*Doel opdracht*.
Hoeveel potentiële kopers telt de Europese markt volgens het tekstfragment over Europese standaarden en de brexit?

*Tekstfragment*.
+===+
Wij zien niet in hoe de voorstellen van de Britse regering de brexit kan oplossen.

Een Europese topambtenaar

Zulke Europese standaarden hebben aanzienlijke voordelen. In de Unie liggen die criteria doorgaans hoger dan in andere landen, waardoor de Europese burger in relatief opzicht doorgaans goed beschermd wordt. Bovendien zorgen zulke standaarden ervoor dat de Europese Unie op regulerend vlak een van de machtigste handelsblokken is ter wereld. Wie niet aan zulke standaarden kan voldoen, krijgt namelijk geen toegang tot een markt met vijfhonderd miljoen potentiële en relatief koopkrachtige kopers. Niet-Europese bedrijven zijn dus snel geneigd om zich aan de Europese normen aan te passen.

Varkenspest

Waarom is dat belangrijk in het brexitdebat? Een voorbeeld: In de Belgische provincie Luxemburg brak vorig jaar Afrikaanse varkenspest uit. Meer dan 40.000 beesten moesten vernietigd worden. Voor de Belgische varkensboeren was dat aanvankelijk dramatisch nieuws, te meer omdat China daarom geen Belgisch varkensvlees meer wilde aankopen. De varkensboeren hadden echter geluk dat China zich tot onder meer Duitsland, Frankrijk en Spanje wendde omdat het zelf werd geconfronteerd met de ziekte. Omdat de drie Europese lidstaten zoveel naar China exporteerden, konden ze maar moeilijk aan de binnenlandse vraag beantwoorden. Daarom kochten ze Belgisch varkensvlees tegen hogere prijzen aan waardoor de Belgische boeren hun verlies gecompenseerd zagen.
+===+
*Geëxtraheerde gegevens*.
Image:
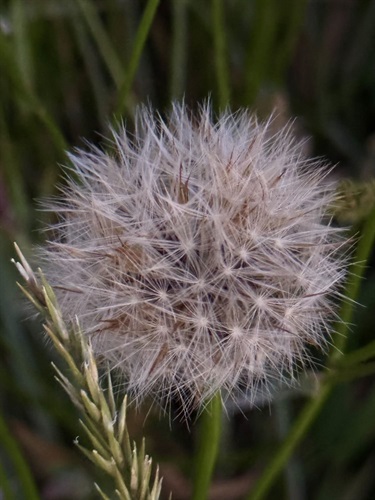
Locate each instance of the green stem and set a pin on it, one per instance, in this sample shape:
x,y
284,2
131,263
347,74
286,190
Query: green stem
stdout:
x,y
358,356
356,272
103,41
300,427
24,475
313,406
221,64
139,42
178,52
208,447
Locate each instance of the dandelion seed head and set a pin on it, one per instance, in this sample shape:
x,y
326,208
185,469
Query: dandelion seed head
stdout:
x,y
196,254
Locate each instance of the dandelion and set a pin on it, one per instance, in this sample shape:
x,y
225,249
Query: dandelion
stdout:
x,y
196,255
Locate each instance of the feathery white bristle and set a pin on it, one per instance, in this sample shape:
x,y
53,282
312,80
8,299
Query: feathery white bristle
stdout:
x,y
195,255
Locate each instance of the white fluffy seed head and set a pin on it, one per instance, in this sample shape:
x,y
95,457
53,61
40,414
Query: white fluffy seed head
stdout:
x,y
195,254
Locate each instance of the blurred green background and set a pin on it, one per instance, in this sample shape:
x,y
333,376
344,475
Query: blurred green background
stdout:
x,y
68,69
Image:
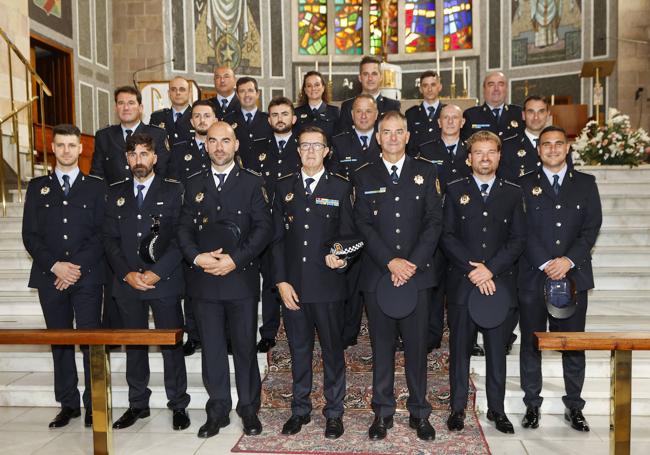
+===+
*Antwoord*.
De Europese markt telt vijfhonderd miljoen potentiële en relatief koopkrachtige kopers.